Task statement:
Answer these questions from the article on exercise and quitting smoking below.
(a) What distance of race does the article mention as a bucket-list goal?
(b) Where does Carol Southard work as a tobacco treatment specialist?
(c) According to Southard, what does research show about quit rates when exercise is involved?

**** Passage provided ****

Why Exercise Could Help You Quit Smoking for Good
So you want to quit smoking. And, you’ve also had a 5K race lingering on your bucket list for…well, a while. Before you dismiss one to focus on the other, what if we told you that tackling both of these goals at the same time might just be the best thing you’ve ever done for your body? It may sound crazy, but we’ve got the research to prove it.
Here’s why experts say you should quit your worst habit and commit to fitness, all at the same time — and what you need to know to be successful.
Why Getting Your Sweat on Might Help You Quit Smoking
Nobody’s denying the fact that quitting cigarettes can be is-this-really-worth-it levels of hard. But according to Carol Southard, RN, MSN, a tobacco treatment specialist at the Osher Center for Integrative Medicine at Northwestern University, research shows that there are higher quit rates when exercise is involved.

**** Provided data ****

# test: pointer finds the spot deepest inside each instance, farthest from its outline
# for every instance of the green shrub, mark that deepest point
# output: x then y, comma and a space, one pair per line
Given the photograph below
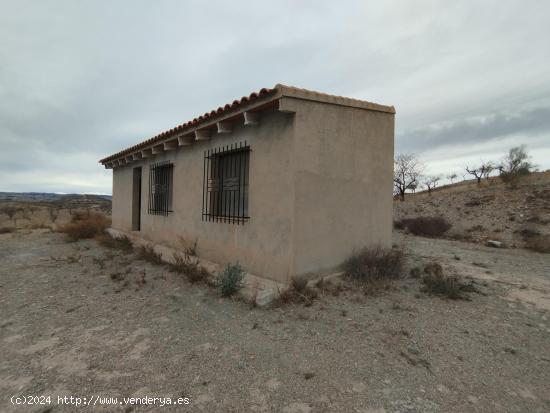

****

Answer space:
(a) A 5K.
(b) At the Osher Center for Integrative Medicine at Northwestern University.
(c) Quit rates are higher.